**WRITTEN REQUEST**
Could you carry the Alcoa third-quarter 2011 earnings release forward from its last paragraph?

**GIVEN PASSAGE**
--- Start ---
Dépèche transmise le 11 octobre 2011 par Business Wire

NEW YORK--(BUSINESS WIRE)--Alcoa (NYSE: AA) today reported increased third quarter revenue and earnings compared to the year-ago quarter, but lower results sequentially, primarily due to lower metal prices, seasonal factors and weakness in Europe.

“Aluminum prices fell in the third quarter, but most markets continued to grow”

Income from continuing operations was $172 million, or $0.15 per share, in third quarter 2011, compared to $61 million, or $0.06 per share, in third quarter 2010 and $326 million, or $0.28 per share, in second quarter 2011.

“Aluminum prices fell in the third quarter, but most markets continued to grow,” said Alcoa Chairman and CEO Klaus Kleinfeld. “With the exception of Europe, we saw growth in our end markets, though at a slower rate than in the first half, as confidence in the global recovery faded.

“We continue to forecast a growth rate of 12 percent for 2011, with a slower pace in the second half of the year, and reaffirm our long-term forecast for a doubling of aluminum demand by 2020. Alcoa is a confident company in a nervous world. We are well prepared for whatever lies ahead, with more cash on hand, lower debt and continued focus on profitable growth.”

Net income for third quarter 2011 was $172 million, or $0.15 per share, compared to net income in third quarter 2010 of $61 million, or $0.06 per share, and net income in second quarter 2011 of $322 million, or $0.28 per share.

Revenue was $6.4 billion in third quarter 2011, up 21 percent from the $5.3 billion recorded in third quarter 2010 and down 3 percent compared to $6.6 billion recorded in second quarter 2011.

On a year-over-year basis, Alcoa’s major end markets showed strong revenue growth, led by commercial transportation (up 44 percent), automotive (up 26 percent), packaging (up 21 percent), and aerospace (up 20 percent).
--- End ---
**ROWS**
--- Start ---
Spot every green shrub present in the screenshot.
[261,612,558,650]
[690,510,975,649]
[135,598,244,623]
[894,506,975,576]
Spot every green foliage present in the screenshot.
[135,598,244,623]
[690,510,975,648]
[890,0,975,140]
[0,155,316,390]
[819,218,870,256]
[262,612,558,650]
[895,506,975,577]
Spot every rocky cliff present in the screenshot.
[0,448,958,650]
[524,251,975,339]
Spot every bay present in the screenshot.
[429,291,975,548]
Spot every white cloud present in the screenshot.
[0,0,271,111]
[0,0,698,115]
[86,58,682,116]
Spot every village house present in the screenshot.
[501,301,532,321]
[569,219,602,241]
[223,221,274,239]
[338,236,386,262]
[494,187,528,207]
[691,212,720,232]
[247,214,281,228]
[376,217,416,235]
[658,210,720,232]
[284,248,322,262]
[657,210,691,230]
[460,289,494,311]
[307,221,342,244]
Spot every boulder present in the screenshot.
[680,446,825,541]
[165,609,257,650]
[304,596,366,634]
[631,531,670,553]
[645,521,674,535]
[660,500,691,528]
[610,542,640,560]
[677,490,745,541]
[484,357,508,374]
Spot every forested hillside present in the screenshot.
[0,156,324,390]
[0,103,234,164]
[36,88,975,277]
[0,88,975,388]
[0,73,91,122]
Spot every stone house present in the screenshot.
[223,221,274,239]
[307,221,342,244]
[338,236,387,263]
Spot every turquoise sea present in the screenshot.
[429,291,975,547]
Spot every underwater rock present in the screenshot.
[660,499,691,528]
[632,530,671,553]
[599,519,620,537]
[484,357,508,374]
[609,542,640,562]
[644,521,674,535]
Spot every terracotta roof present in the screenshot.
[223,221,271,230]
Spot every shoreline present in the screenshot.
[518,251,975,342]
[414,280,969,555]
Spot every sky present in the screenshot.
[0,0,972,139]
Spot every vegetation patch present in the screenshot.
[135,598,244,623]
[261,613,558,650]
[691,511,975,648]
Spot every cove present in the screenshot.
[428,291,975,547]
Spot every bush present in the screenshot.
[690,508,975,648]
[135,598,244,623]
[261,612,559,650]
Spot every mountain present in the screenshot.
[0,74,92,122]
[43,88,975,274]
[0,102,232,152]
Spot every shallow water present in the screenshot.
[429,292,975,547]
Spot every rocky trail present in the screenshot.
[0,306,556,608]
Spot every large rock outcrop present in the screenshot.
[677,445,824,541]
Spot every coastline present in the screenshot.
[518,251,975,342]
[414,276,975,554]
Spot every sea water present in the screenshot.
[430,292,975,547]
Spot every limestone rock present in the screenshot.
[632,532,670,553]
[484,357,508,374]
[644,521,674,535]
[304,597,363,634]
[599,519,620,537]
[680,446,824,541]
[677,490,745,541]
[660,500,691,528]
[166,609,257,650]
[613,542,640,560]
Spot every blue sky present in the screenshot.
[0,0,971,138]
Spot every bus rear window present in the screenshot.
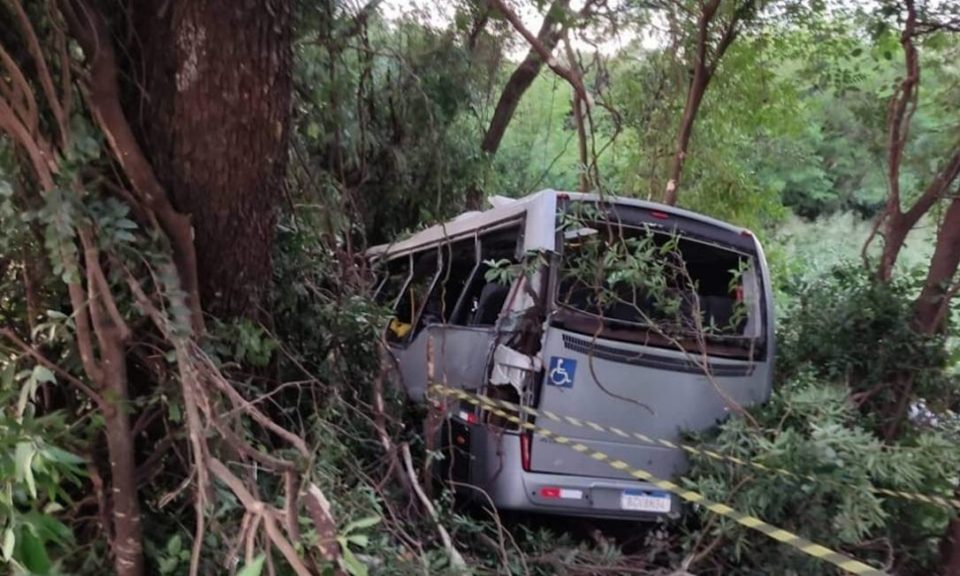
[557,224,763,344]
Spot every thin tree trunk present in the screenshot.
[101,328,144,576]
[913,198,960,334]
[663,71,710,206]
[466,0,570,210]
[564,37,592,192]
[663,0,720,206]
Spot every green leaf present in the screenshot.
[13,442,37,498]
[340,546,367,576]
[167,534,183,556]
[2,528,17,562]
[15,526,51,574]
[237,554,267,576]
[33,365,57,384]
[343,516,381,534]
[43,446,87,466]
[347,534,370,548]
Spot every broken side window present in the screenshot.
[452,224,521,326]
[387,248,440,343]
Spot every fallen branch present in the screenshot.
[400,442,467,572]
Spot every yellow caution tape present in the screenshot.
[431,386,890,576]
[433,385,960,510]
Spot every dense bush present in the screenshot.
[688,267,960,575]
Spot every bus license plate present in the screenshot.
[620,490,670,512]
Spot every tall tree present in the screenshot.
[480,0,570,160]
[863,0,960,281]
[126,0,292,316]
[663,0,760,205]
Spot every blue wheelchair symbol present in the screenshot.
[547,356,577,388]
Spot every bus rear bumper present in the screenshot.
[471,429,681,521]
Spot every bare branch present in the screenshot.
[490,0,591,106]
[0,328,106,409]
[8,0,70,148]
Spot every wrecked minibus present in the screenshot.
[368,190,775,520]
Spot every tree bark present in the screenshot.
[127,0,292,317]
[914,197,960,334]
[663,0,724,206]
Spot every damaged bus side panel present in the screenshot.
[369,190,774,519]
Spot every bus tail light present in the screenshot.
[520,432,530,472]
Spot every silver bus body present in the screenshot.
[368,190,775,519]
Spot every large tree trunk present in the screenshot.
[128,0,292,317]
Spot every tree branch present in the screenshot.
[490,0,592,106]
[0,328,106,410]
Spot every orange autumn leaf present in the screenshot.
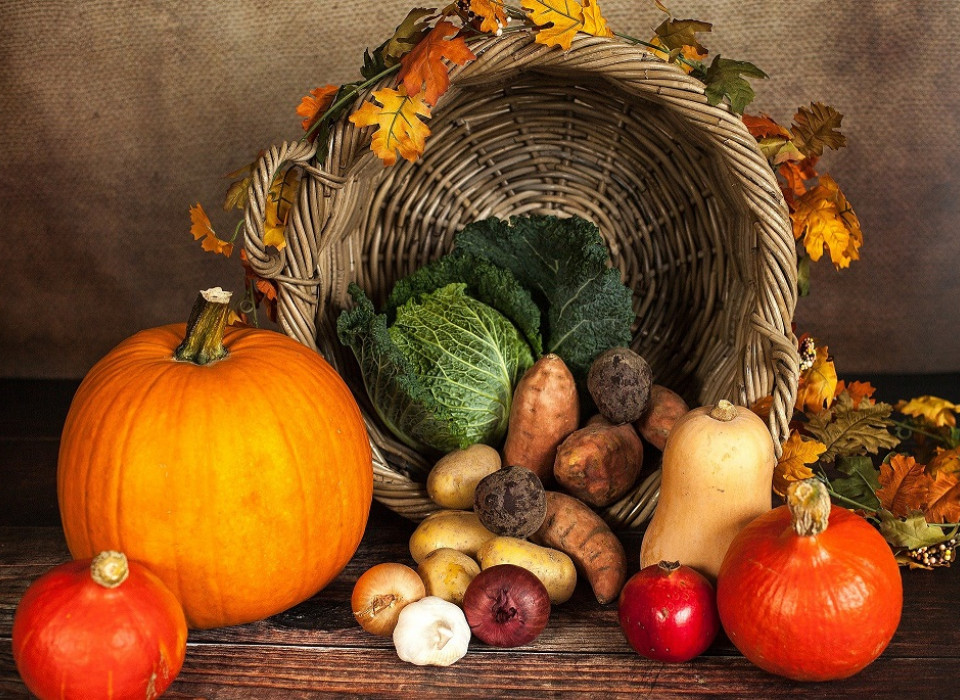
[580,0,613,36]
[877,454,960,523]
[520,0,612,51]
[777,158,817,202]
[190,202,233,258]
[927,447,960,477]
[897,395,960,428]
[792,175,863,269]
[773,431,827,496]
[796,345,837,413]
[647,18,713,68]
[263,168,300,250]
[350,85,430,165]
[742,113,791,141]
[397,20,476,105]
[834,379,877,408]
[297,85,340,131]
[470,0,507,34]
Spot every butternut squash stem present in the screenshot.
[90,550,130,588]
[173,287,230,365]
[787,478,831,537]
[710,399,737,422]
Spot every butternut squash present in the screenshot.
[640,401,776,581]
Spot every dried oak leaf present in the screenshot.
[791,175,863,269]
[397,20,476,106]
[796,345,837,413]
[520,0,613,51]
[350,85,430,165]
[806,394,900,462]
[790,102,847,156]
[897,395,960,428]
[877,454,960,523]
[773,431,827,496]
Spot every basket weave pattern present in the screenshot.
[244,31,799,527]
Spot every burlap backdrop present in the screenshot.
[0,0,960,377]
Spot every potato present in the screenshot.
[553,416,643,507]
[473,467,547,537]
[427,443,500,510]
[587,348,653,423]
[417,547,480,607]
[633,384,690,452]
[410,510,496,564]
[477,537,577,605]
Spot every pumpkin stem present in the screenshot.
[710,399,737,423]
[787,478,831,537]
[90,550,130,588]
[173,287,230,365]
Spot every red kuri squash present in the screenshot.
[13,552,187,700]
[717,479,903,681]
[58,288,373,628]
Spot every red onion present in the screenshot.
[463,564,550,647]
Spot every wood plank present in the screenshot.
[0,642,960,700]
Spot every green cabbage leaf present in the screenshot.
[337,282,534,453]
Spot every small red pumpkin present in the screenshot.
[13,552,187,700]
[717,479,903,681]
[57,288,373,628]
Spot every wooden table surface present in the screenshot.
[0,375,960,700]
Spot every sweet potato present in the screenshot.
[553,417,643,507]
[633,384,690,452]
[530,491,627,605]
[503,353,580,483]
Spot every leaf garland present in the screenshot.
[768,334,960,568]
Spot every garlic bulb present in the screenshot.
[393,596,470,666]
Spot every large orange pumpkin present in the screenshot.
[57,290,373,628]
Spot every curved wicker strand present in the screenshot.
[248,31,799,527]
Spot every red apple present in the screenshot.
[619,561,720,663]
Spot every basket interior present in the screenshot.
[317,68,755,416]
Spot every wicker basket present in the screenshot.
[244,31,799,527]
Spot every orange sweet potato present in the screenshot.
[633,384,690,452]
[553,417,643,507]
[502,353,580,483]
[530,491,627,605]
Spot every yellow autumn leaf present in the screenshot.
[796,345,837,413]
[792,175,863,269]
[520,0,613,51]
[580,0,613,36]
[896,395,960,428]
[350,85,430,165]
[773,430,827,496]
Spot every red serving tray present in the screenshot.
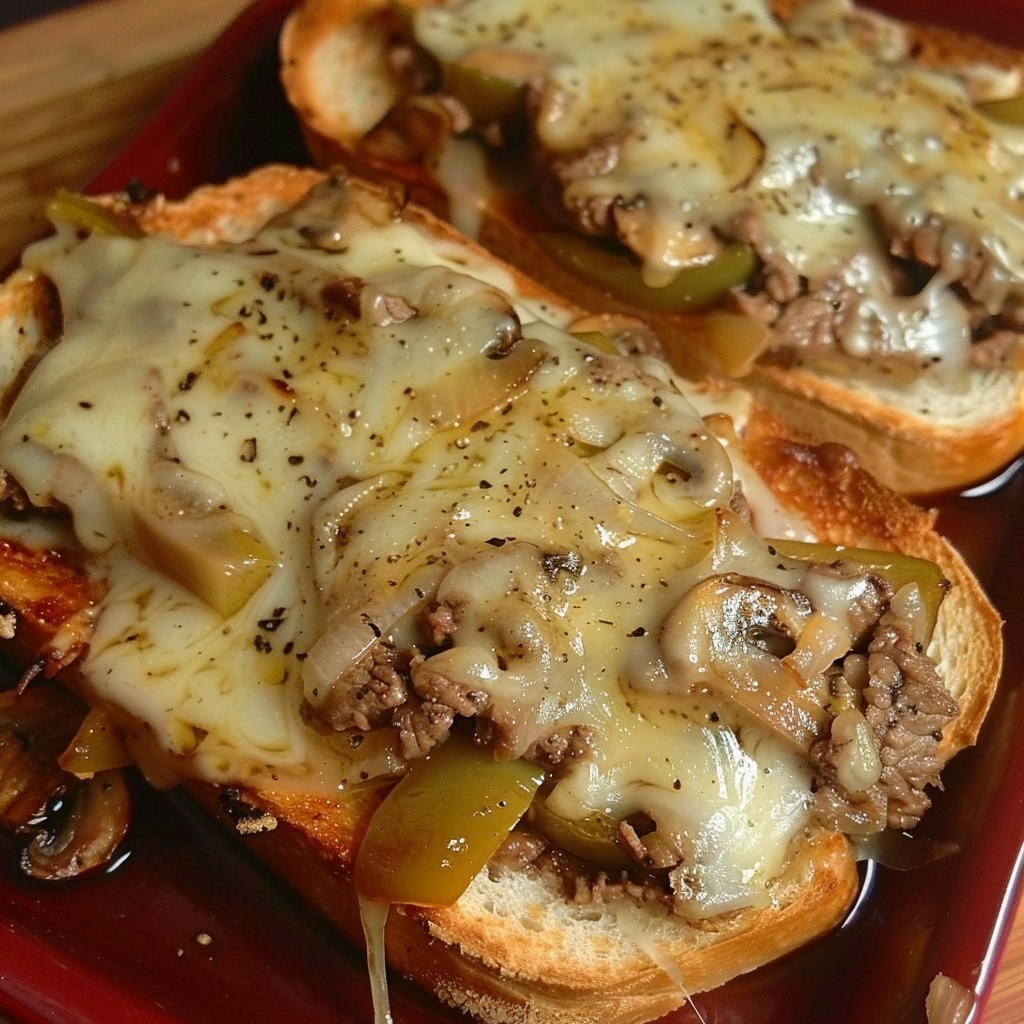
[0,0,1024,1024]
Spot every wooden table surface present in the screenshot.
[0,0,1024,1024]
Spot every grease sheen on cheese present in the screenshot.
[415,0,1024,374]
[0,182,860,914]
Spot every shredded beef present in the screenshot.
[811,614,957,834]
[315,642,409,731]
[525,725,594,767]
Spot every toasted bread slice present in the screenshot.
[0,167,1001,1024]
[282,0,1024,496]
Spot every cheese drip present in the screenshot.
[0,180,880,915]
[415,0,1024,375]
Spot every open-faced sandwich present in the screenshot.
[282,0,1024,495]
[0,167,1001,1022]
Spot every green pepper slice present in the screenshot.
[45,188,145,239]
[768,540,949,639]
[354,734,544,906]
[443,63,526,125]
[539,231,758,312]
[132,508,276,618]
[978,94,1024,128]
[529,800,636,871]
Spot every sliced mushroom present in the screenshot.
[662,573,828,752]
[0,684,130,880]
[22,769,131,881]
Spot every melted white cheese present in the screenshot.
[415,0,1024,373]
[0,184,864,914]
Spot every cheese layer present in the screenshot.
[0,180,880,914]
[415,0,1024,375]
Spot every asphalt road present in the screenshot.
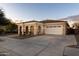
[0,35,76,56]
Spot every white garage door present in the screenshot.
[45,25,63,35]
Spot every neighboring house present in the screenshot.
[17,20,69,35]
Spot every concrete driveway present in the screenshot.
[0,35,76,56]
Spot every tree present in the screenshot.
[0,9,10,26]
[73,23,79,29]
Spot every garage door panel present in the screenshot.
[45,26,63,34]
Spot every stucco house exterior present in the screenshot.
[17,20,69,35]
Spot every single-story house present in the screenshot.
[17,20,69,35]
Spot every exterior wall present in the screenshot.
[18,22,67,35]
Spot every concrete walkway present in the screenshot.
[0,35,76,56]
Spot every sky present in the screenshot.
[0,3,79,22]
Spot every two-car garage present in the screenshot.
[45,25,63,35]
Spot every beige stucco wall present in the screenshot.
[18,22,67,35]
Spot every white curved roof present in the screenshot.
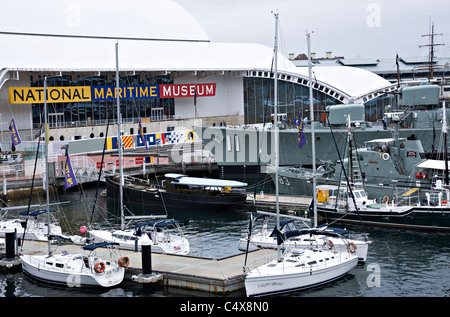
[288,66,394,99]
[0,0,209,41]
[0,0,392,103]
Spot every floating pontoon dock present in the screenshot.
[16,240,277,294]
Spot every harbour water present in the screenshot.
[0,184,450,299]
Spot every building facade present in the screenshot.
[0,0,395,149]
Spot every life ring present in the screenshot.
[94,262,105,273]
[323,240,334,250]
[117,256,130,267]
[347,242,358,254]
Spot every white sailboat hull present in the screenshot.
[20,255,125,287]
[239,235,370,262]
[245,250,358,297]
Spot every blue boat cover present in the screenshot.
[20,209,55,217]
[135,219,183,229]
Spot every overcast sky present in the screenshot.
[173,0,450,59]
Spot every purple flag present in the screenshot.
[138,119,148,150]
[64,148,78,189]
[297,112,306,149]
[9,118,22,146]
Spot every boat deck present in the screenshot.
[16,240,277,294]
[247,194,312,210]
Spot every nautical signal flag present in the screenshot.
[9,118,22,146]
[64,147,78,189]
[138,119,148,150]
[297,112,306,149]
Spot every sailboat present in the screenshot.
[89,43,190,255]
[245,13,358,297]
[0,124,68,241]
[20,78,125,287]
[238,214,370,262]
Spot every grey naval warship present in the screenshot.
[196,84,448,200]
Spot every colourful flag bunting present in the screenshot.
[138,119,148,150]
[297,112,306,149]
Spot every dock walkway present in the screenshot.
[21,240,277,294]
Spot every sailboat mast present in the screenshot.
[442,101,449,186]
[273,13,281,258]
[116,42,125,230]
[44,77,52,254]
[306,32,317,228]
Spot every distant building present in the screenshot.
[0,0,396,148]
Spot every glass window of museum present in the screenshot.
[244,77,392,124]
[31,74,175,127]
[31,74,392,127]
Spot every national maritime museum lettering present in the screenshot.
[9,83,216,104]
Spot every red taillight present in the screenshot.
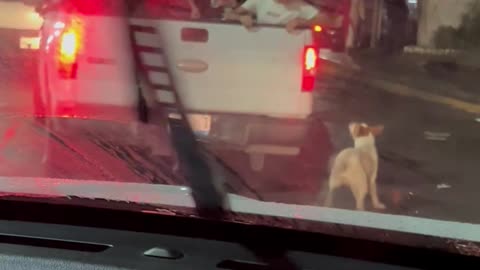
[304,47,318,71]
[302,46,318,92]
[55,19,82,79]
[313,25,323,33]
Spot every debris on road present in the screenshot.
[437,184,452,189]
[423,131,451,141]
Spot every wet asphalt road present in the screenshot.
[0,56,480,223]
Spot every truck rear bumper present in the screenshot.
[199,114,310,155]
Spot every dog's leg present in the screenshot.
[324,176,343,207]
[369,168,386,209]
[350,179,368,211]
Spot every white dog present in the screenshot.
[325,123,385,210]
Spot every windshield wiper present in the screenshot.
[123,1,226,218]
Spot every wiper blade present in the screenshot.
[123,1,226,218]
[168,118,226,217]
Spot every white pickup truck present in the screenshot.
[34,0,318,170]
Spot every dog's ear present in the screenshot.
[369,125,384,136]
[348,123,362,138]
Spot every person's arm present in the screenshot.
[225,0,255,21]
[287,4,341,32]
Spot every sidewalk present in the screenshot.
[321,51,480,114]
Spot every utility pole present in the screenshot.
[370,0,383,48]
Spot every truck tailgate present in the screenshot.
[135,19,312,118]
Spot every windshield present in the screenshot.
[0,0,480,253]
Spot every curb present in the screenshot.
[323,63,480,114]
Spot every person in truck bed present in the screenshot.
[226,0,340,33]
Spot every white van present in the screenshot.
[34,0,318,170]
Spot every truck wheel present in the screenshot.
[32,84,47,119]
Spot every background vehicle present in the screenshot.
[34,0,317,170]
[0,0,43,76]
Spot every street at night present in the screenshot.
[0,0,480,250]
[0,52,480,222]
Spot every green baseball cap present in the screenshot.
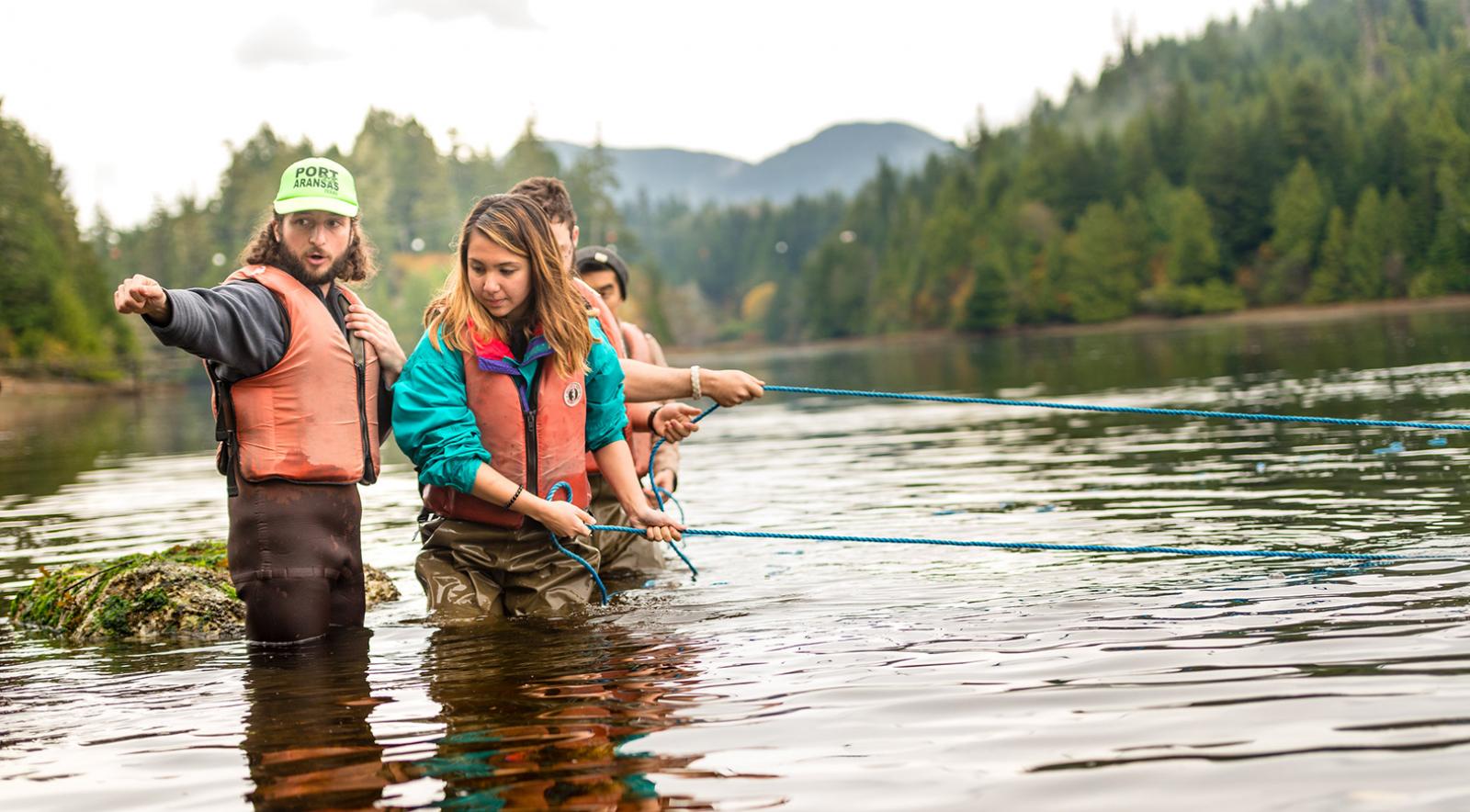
[275,157,357,218]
--- End ---
**FINAL RESULT**
Sequentially, markets were mixed. Revenue was lower for both alumina and aluminum, down 5 percent and 1 percent, respectively, driven by lower alumina shipments and lower realized pricing in both businesses. In end markets, revenue increased in commercial transportation (6 percent) and aerospace (2 percent), while declines were seen in automotive (7 percent), industrial products (6 percent), building and construction (5 percent), and packaging (4 percent).

Excluding the impact of restructuring and other special items, income from continuing operations was $165 million in third quarter 2011, an increase of $69 million from the prior-year quarter’s $96 million, but a decrease of $199 million from sequential quarter income from continuing operations of $364 million.

In third quarter 2011, special items included the positive impact of mark-to-market changes on certain energy contracts and a net discrete income tax benefit, partially offset by the negative impact of net costs associated with restructuring and uninsured losses, including losses related to flood damage at Alcoa’s Bloomsburg, PA, plant.

For the quarter, adjusted EBITDA was $821 million, up 36 percent from third quarter 2010, but down 21 percent from second quarter 2011.

Year-to-date, revenues were $19.0 billion, up 23 percent over the first three quarters of 2010. Income from continuing operations year-to-date was $807 million, or $0.71 per share, compared to $4 million in the first three quarters of 2010. Net income year-to-date in 2011 was $802 million, or $0.71 per share.

Through the first three quarters of 2011, Alcoa continued to turn in outstanding performance against the Company’s financial targets. Alcoa generated $250 million in free cash flow while cash from operations was $1.1 billion. Alcoa improved liquidity in third quarter 2011, with cash on hand rising 6 percent to $1.3 billion compared to second quarter 2011. Capital spending through third quarter 2011 was $801 million, 53 percent of target. Year-to-date, Alcoa has invested $165 million in the Company’s joint venture in Saudi Arabia, 41 percent of target. Alcoa’s debt-to-capital ratio stands at 33.7 percent, 200 basis points lower than third quarter 2010 and within the Company’s targeted range of 30 to 35 percent.

Looking forward, Alcoa continues to project aluminum demand will grow 12 percent in 2011 on top of the 13 percent growth seen in 2010, well ahead of the 6.5 percent compound annual growth rate needed to double aluminum demand by 2020. Increasing demand in China, where the Company has raised its 2011 growth projection two-percentage points to 17 percent, will mostly offset declines in Europe and other regions.

On a global basis, Alcoa’s year-over-year end market outlook remains positive.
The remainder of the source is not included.